Items stored from a collection
┄┄┄┄┄┄┄┄┄┄

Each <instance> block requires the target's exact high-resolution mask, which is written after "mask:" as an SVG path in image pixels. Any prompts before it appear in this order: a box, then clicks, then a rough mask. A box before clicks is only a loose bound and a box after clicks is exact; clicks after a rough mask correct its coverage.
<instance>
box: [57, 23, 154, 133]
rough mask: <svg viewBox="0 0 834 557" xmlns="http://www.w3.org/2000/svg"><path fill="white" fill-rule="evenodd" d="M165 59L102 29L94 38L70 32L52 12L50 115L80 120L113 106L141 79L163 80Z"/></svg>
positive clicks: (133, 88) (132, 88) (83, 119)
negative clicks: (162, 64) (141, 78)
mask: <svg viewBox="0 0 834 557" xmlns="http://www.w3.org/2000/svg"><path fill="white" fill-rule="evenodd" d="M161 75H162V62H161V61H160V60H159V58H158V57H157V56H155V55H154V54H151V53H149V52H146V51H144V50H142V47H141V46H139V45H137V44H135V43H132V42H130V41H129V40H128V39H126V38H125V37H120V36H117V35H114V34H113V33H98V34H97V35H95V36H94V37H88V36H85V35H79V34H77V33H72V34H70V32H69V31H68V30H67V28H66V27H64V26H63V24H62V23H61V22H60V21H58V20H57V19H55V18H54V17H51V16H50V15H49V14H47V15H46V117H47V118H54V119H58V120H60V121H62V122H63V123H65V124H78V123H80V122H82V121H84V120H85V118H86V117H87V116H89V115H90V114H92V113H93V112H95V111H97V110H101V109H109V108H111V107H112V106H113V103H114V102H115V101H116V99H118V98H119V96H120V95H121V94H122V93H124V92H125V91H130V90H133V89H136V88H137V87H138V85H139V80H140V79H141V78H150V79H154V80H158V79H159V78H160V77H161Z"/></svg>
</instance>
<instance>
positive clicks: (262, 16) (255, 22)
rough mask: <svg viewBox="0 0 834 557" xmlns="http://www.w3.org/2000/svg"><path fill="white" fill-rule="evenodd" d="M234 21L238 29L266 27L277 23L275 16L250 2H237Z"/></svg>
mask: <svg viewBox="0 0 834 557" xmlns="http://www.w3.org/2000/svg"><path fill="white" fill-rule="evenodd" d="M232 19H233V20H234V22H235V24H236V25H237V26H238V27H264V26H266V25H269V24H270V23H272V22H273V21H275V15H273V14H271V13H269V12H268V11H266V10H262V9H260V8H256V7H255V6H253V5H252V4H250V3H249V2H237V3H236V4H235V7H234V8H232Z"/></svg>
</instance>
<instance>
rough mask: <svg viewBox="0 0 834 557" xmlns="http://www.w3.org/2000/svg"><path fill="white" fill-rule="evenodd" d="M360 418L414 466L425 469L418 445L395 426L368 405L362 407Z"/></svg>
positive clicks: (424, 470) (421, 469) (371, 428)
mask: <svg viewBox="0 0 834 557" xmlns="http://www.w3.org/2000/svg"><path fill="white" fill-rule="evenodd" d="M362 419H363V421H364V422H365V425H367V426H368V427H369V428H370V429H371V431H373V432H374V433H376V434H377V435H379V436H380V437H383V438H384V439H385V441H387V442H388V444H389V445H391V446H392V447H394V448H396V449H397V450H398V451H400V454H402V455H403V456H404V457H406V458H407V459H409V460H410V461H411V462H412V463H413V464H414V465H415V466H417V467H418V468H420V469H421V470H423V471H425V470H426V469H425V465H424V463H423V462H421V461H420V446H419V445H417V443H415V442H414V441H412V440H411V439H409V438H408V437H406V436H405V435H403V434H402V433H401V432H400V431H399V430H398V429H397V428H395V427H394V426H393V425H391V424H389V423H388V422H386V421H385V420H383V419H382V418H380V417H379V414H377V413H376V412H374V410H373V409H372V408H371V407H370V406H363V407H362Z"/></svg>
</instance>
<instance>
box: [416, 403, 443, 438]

┄┄┄┄┄┄┄┄┄┄

*REQUIRED ACTION:* Duplicate, without alteration, the portion of the items that runs from the very beginning through the line containing "positive clicks: (133, 88)", including both that opening and that line.

*WRITTEN RESPONSE:*
Each <instance> block requires the target's exact high-resolution mask, which is written after "mask:" as an SVG path in image pixels. Any prompts before it appear in this order: a box, then clicks, then a rough mask. A box before clicks is only a loose bound and a box after clicks is exact; clicks after a rough mask correct its coverage.
<instance>
box: [57, 23, 154, 133]
rough mask: <svg viewBox="0 0 834 557" xmlns="http://www.w3.org/2000/svg"><path fill="white" fill-rule="evenodd" d="M165 59L102 29L94 38L70 32L52 12L50 115L80 120L113 106L141 79L163 80Z"/></svg>
positive clicks: (133, 88) (132, 88) (83, 119)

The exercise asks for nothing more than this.